(ESTRATTO DEL DOCUMENTO)
==============================
Atmosfera pesante a Berlino ma anche tra Berlino e l’Europa.
L’accordo bipartisan sul no agli eurobond è stato annunciato dal capogruppo parlamentare democristiano, Volker Kauder, in un’intervista a Bild am Sonntag.
«Nella politica europea è stato già chiarito al tavolo che la Cancelliera potrà proseguire la sua politica. Cioè niente eurobond, niente messa in comune dei debiti sovrani dei singoli Stati membri dell’eurozona».
È una concessione di prima importanza, scelta ignorando i partiti amici di sinistra europei, quella che la Spd dà ad Angela Merkel. Ma con la base in rivolta dopo il pessimo risultato elettorale del 22 settembre, il leader socialdemocratico Sigmar Gabriel vede la priorità in successi nella politica sociale e interna e nell’integrazione dei migranti. Verrà dunque il salario minimo garantito di 8,50 euro l’ora, e verrà il diritto alla doppia cittadinanza. «Io non firmerò un accordo di governo in cui non siano scritti questi punti», aveva detto Gabriel nel suo discorso di chiusura del congresso Spd a Lipsia. Merkel ha subito colto la palla al balzo accettando. In cambio del no agli eurobond, appunto. La scelta del vertice Spd contraddice le richieste del presidente dell’Europarlamento Martin Schulz, per «una Germania forte che aiuti i deboli a rafforzarsi».
Difficoltà di negoziato e rischi di un suo fallimento comunque restano da non sottovalutare. La Cdu-Csu è irritata dal segnale del congresso di Lipsia alla Linke (sinistra radicale), di accordi possibili dalle prossime elezioni politiche (2017), lo sdoganamento dei postcomunisti definito «una bomba a orologeria » da Der Spiegel.
Nel vertice Spd, intanto, cresce il timore di un no dei militanti alla grosse Koalition. «Temo molto che il vertice concluda un accordo con Merkel e la base poi lo sconfessi », dice alla Frankfurter Michael Roth, leader socialdemocratico in Assia. Per Hans-Peter Bartels, capo del partito a Kiel, il referendum tra militanti sul sì o no alle larghe intese «è un potenziale karakiri: se vince il no sarebbe pericoloso non solo per il partito ma per il Paese». Negoziati tra Merkel e i Verdi, o nuove elezioni sarebbero un rischio per l’Europa intera. Anche su questo sfondo, aumenta l’ostilità contro la politica di Draghi. Tra lui e il presidente della Bundesbank, Jens Weidmann, il gelo è secondo gli osservatori a un punto di non ritorno.
==============================
(COSA FARAI)
a. Ripeti, senza cambiare nulla, il tratto dell'articolo sugli eurobond che comincia con le parole "L’accordo bipartisan sul" e fermati dopo le parole "Bild am Sonntag.".
b. Rispondi a queste domande sull'articolo sugli eurobond:
(i) A quale giornale Volker Kauder ha rilasciato l'intervista sul no agli eurobond?
(ii) Di quanto sarà il salario minimo garantito all'ora?
(iii) Chi è il capo del partito a Kiel?
==============================
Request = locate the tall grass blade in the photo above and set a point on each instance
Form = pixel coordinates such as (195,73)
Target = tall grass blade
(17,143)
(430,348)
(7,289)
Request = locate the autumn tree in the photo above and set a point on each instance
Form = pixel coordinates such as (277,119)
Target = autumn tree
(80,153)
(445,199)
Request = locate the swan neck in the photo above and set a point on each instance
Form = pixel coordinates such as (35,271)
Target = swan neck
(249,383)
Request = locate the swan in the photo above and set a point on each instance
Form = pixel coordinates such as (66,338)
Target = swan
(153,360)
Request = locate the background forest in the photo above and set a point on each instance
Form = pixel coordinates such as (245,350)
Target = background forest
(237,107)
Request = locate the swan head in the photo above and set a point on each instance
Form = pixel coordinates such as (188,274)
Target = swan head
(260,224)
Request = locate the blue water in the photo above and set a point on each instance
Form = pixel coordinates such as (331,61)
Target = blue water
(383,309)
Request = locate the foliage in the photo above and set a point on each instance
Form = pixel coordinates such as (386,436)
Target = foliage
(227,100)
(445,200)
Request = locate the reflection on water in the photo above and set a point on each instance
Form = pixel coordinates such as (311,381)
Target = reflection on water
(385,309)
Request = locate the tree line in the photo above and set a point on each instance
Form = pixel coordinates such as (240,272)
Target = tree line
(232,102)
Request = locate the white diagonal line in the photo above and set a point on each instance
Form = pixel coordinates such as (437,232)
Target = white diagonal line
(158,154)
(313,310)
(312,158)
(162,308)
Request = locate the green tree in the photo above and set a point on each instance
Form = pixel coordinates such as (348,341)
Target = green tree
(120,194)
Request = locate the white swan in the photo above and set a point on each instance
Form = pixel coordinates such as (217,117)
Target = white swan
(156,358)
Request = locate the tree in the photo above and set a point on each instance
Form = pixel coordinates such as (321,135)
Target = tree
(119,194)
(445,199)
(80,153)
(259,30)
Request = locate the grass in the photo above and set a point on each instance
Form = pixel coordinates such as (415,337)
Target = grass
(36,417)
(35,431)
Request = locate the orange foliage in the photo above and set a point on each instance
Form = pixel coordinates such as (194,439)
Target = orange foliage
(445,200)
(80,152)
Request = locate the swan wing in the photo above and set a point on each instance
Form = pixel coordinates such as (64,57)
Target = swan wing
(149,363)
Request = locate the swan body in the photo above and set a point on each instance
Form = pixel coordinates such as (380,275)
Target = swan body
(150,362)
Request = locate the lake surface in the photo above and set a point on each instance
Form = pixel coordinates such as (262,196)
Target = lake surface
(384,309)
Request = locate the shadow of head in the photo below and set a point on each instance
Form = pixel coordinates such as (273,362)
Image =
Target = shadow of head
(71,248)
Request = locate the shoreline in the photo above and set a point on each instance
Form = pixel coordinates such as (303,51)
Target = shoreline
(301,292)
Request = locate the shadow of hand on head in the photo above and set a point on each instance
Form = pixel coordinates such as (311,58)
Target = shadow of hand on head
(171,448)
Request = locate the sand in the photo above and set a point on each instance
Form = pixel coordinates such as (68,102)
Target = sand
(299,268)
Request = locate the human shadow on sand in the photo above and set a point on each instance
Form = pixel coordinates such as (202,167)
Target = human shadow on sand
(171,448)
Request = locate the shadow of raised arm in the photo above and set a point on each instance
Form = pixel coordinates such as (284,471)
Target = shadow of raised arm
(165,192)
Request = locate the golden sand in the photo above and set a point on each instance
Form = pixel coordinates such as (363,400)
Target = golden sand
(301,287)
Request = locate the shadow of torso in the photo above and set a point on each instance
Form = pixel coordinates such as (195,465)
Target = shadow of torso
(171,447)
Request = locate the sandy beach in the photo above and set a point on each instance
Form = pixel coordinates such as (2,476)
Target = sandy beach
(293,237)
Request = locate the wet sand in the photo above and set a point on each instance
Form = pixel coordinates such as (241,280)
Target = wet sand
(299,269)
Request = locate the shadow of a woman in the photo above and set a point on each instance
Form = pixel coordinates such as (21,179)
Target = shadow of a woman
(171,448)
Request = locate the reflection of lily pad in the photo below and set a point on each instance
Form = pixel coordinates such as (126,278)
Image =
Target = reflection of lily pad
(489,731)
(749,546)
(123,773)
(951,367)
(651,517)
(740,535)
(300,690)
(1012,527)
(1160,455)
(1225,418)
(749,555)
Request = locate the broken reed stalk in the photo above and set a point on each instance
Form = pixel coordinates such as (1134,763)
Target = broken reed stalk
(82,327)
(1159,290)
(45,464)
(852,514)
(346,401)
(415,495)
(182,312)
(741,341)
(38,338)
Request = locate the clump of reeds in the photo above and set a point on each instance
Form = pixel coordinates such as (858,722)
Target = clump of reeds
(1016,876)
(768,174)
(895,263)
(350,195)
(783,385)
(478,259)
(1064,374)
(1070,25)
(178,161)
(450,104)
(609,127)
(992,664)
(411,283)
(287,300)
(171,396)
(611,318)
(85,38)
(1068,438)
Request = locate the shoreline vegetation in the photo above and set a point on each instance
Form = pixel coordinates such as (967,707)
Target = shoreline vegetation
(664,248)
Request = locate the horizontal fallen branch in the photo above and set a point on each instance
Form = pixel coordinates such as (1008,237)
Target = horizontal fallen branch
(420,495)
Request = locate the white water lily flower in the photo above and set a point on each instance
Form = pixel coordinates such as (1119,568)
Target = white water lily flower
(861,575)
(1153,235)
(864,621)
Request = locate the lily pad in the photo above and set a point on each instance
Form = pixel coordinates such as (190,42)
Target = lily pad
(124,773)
==============================
(RISULTATI DELL'ESERCIZIO)
a.
L’accordo bipartisan sul no agli eurobond è stato annunciato dal capogruppo parlamentare democristiano, Volker Kauder, in un’intervista a Bild am Sonntag.

b.
(i) A Bild am Sonntag.
(ii) 8,50 euro l'ora.
(iii) Hans-Peter Bartels.